*INSTRUCTION*
Copy out only the entries from the line with "like x=477, y=497." to the line with "x=1210, y=696", changing "muddy track" to "dirt track" and keeping everything else the same.

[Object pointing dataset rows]
— Begin —
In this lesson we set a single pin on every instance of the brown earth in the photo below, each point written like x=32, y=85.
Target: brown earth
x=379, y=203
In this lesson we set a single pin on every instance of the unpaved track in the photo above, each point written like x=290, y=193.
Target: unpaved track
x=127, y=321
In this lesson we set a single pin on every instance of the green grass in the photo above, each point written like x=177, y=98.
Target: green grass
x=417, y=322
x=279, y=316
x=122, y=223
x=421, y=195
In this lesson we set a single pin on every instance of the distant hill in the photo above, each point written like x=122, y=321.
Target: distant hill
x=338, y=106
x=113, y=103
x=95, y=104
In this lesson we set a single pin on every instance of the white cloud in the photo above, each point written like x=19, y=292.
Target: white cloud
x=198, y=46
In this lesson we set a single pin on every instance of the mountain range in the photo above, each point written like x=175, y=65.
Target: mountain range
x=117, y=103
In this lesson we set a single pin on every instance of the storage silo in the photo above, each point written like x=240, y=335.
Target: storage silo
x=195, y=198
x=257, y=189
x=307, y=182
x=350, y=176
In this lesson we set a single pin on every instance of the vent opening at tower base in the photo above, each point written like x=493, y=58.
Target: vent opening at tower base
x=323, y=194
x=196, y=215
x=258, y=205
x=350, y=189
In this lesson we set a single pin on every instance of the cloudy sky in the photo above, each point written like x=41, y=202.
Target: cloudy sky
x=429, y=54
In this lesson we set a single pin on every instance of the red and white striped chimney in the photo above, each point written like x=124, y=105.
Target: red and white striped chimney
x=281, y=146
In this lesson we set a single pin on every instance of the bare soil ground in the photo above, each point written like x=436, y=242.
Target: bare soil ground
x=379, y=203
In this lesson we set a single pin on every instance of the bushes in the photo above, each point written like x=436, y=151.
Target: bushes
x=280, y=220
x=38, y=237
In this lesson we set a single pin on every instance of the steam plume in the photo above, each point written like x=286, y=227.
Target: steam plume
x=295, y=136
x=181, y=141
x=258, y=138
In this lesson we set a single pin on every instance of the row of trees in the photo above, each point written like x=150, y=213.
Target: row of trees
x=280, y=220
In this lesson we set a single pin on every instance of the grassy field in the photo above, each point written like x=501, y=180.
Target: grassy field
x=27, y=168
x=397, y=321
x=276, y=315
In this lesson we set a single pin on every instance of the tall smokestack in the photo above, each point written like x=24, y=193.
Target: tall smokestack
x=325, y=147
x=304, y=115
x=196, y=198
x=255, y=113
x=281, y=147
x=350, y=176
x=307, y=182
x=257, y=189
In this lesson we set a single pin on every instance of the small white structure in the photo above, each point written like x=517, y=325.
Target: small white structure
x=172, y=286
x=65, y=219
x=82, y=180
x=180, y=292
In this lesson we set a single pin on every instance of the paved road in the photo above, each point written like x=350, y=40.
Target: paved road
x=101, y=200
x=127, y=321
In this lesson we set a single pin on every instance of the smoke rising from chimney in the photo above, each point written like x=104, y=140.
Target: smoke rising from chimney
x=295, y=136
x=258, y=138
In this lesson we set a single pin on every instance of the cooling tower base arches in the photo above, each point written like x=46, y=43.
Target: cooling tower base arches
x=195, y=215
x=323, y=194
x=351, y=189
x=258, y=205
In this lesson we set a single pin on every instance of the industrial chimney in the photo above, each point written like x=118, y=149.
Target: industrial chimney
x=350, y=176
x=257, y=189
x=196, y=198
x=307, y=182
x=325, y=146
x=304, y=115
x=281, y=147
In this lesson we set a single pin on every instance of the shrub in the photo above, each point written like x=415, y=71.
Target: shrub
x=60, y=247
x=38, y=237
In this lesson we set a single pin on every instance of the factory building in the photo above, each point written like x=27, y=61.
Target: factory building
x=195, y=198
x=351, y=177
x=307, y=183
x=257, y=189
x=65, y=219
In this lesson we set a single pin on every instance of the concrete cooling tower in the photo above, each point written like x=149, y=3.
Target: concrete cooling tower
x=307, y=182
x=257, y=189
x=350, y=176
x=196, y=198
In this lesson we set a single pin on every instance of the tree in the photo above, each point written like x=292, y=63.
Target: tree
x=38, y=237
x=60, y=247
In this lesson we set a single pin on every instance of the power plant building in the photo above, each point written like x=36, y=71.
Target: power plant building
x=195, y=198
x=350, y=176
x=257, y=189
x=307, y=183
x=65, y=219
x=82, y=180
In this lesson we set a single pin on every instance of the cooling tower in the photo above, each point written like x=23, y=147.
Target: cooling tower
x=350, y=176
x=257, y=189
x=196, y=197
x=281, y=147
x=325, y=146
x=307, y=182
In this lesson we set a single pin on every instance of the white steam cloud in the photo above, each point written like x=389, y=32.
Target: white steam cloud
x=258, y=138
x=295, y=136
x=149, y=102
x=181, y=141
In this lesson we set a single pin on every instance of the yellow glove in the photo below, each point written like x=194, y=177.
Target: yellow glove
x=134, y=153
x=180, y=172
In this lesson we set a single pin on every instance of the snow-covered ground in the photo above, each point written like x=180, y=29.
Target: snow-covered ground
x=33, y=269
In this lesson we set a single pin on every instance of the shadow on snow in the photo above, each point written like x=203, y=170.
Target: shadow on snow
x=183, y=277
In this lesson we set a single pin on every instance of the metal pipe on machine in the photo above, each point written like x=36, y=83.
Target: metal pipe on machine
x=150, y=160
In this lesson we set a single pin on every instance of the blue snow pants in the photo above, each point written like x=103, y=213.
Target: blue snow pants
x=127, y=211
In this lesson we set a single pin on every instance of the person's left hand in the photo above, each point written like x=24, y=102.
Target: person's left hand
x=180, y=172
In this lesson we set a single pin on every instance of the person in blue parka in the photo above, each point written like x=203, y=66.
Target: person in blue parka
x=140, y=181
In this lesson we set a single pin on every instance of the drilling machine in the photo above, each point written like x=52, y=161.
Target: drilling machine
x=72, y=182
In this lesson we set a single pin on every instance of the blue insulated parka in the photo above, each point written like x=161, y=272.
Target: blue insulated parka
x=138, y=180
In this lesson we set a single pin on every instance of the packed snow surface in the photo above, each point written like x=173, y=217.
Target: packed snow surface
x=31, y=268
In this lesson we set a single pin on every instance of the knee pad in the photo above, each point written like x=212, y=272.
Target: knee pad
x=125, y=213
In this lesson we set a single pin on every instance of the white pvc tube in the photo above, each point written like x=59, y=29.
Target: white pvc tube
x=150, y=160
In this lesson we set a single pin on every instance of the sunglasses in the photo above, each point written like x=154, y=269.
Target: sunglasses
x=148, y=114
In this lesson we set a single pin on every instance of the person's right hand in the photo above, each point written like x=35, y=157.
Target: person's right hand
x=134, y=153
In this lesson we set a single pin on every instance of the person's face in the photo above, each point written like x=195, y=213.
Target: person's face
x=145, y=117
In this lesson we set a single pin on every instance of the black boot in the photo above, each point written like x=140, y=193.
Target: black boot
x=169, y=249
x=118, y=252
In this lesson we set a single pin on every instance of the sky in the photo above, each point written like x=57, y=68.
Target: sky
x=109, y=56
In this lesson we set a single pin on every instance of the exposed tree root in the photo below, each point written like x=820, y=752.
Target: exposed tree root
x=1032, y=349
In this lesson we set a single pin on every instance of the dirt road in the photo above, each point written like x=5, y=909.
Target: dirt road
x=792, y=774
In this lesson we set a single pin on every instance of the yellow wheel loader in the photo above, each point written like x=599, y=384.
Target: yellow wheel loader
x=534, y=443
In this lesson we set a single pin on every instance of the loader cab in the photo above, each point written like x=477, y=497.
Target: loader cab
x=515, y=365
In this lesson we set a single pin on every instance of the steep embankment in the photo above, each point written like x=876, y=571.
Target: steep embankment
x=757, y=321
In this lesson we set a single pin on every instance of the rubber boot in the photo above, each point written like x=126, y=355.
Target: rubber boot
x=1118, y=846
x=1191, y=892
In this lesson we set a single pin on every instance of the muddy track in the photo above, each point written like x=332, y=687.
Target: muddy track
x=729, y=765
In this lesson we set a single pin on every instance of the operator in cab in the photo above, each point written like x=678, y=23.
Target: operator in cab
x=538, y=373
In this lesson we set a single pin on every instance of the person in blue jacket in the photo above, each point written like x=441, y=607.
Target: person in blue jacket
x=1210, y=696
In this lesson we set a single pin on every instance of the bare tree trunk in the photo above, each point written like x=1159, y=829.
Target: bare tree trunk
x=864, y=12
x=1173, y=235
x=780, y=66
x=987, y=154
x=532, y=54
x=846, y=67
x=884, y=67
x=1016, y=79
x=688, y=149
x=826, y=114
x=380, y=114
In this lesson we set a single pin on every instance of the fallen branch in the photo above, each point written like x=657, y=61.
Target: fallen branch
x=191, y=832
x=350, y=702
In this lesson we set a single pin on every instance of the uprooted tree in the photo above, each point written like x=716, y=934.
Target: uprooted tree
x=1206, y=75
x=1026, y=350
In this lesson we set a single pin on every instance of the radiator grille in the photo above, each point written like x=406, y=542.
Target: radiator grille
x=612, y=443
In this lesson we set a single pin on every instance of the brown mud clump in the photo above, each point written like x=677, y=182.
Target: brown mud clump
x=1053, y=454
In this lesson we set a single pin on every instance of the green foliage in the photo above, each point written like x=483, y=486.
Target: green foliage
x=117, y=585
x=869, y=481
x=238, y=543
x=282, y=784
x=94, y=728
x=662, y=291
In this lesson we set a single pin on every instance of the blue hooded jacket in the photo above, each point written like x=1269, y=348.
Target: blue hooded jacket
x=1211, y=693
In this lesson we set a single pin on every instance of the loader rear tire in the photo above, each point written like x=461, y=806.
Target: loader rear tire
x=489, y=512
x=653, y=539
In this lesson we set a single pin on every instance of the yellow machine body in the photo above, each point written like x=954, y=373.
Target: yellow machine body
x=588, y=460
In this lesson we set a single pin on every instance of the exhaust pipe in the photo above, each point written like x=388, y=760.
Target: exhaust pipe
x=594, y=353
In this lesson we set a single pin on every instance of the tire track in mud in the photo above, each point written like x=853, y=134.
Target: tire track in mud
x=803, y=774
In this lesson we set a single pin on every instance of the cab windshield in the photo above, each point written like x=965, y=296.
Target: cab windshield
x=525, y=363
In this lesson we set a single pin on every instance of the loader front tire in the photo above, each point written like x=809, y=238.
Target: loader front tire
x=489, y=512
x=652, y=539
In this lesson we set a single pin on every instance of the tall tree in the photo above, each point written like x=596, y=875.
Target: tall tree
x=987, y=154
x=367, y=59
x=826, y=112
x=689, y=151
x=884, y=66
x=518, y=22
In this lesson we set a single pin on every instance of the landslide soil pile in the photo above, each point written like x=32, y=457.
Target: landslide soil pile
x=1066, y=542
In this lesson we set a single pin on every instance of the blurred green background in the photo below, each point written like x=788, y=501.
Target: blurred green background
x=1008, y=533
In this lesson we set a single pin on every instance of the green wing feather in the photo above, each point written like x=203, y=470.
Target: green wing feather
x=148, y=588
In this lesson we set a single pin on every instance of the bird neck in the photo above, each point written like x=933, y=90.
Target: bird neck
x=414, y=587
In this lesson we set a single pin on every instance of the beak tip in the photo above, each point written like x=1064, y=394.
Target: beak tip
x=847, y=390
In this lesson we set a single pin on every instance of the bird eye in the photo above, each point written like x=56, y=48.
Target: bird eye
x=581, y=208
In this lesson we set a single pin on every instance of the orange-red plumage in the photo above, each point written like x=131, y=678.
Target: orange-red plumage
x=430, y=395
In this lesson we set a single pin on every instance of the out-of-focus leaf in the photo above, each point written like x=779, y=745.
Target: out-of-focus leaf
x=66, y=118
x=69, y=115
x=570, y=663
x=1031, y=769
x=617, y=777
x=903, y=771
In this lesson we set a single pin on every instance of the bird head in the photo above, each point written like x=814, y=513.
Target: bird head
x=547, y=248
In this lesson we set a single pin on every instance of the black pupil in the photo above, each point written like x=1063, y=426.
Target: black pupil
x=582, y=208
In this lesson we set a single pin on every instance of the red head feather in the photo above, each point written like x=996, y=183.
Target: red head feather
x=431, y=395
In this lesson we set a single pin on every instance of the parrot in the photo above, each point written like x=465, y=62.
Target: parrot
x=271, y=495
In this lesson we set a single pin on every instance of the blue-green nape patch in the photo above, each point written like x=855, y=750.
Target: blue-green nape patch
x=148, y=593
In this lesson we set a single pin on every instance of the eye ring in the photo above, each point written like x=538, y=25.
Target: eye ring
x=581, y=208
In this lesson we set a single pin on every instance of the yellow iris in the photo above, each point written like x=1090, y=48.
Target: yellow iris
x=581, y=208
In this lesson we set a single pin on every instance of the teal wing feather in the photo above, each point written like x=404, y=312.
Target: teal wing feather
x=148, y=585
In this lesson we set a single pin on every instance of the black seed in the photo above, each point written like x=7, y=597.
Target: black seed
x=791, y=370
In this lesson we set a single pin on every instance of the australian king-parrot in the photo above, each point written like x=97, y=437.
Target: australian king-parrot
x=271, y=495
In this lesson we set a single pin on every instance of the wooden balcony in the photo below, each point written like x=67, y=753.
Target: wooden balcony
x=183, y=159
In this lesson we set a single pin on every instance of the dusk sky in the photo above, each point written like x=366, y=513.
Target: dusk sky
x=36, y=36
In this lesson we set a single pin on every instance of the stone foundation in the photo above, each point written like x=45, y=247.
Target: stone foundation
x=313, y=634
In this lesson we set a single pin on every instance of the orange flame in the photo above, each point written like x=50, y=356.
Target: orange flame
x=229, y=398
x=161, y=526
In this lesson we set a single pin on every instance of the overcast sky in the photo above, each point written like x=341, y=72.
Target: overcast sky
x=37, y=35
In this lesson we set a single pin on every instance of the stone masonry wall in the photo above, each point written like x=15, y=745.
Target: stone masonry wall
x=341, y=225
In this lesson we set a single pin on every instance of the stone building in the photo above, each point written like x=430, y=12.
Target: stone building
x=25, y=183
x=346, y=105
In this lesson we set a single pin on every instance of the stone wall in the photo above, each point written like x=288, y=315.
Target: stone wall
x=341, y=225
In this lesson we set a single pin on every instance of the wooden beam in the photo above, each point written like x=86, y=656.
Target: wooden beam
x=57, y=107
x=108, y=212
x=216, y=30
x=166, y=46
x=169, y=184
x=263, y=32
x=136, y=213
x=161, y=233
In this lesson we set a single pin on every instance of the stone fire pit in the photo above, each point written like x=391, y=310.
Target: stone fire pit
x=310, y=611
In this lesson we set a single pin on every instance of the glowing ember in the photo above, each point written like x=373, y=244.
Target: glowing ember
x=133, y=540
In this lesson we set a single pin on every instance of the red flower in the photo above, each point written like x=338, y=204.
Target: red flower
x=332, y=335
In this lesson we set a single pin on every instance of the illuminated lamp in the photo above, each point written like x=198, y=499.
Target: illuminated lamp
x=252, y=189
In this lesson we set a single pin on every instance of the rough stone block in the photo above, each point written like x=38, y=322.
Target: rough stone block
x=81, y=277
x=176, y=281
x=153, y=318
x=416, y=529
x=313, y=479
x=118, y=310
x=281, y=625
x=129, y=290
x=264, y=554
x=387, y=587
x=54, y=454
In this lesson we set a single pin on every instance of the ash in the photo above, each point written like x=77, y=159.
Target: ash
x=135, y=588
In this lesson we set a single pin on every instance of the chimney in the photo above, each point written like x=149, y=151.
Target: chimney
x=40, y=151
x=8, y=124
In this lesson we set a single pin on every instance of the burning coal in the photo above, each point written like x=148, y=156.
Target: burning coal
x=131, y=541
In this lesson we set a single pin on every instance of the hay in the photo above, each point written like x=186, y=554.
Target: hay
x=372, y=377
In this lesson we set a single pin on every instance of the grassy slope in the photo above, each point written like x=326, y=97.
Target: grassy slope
— End —
*ANSWER FOR THIS EXERCISE*
In this lesson we set a single pin on every instance of the loader cab in the photo above, each point written like x=477, y=497.
Target: loader cab
x=515, y=365
In this lesson we set a single pin on every instance of the steep embankment in the photo above, each point written like x=876, y=571.
Target: steep embankment
x=757, y=321
In this lesson we set a single pin on every instance of the rubber boot in the photo above, each point written like x=126, y=355.
Target: rubber boot
x=1118, y=846
x=1191, y=892
In this lesson we set a single pin on every instance of the dirt track in the photo above, each point written like x=332, y=687.
Target: dirt track
x=729, y=765
In this lesson we set a single pin on every instance of the operator in cab in the photo above, each point written like x=678, y=23.
Target: operator in cab
x=538, y=373
In this lesson we set a single pin on every instance of the person in blue jacket in the photo above, each point written like x=441, y=607.
Target: person in blue jacket
x=1210, y=696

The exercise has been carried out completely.